• [Task statement]
Reproduce every line of the records below in full, shifting each x and y value in the point coordinates by -52 and leaving all other text unchanged.

## start

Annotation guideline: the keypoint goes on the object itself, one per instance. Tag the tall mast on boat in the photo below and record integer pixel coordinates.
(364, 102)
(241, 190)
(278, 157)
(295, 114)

## end

• [Task answer]
Annotation guideline: the keypoint goes on the object itself, one per instance. Tag the tall mast on boat in the photo below and record integer pixel coordinates.
(312, 50)
(189, 138)
(226, 105)
(243, 62)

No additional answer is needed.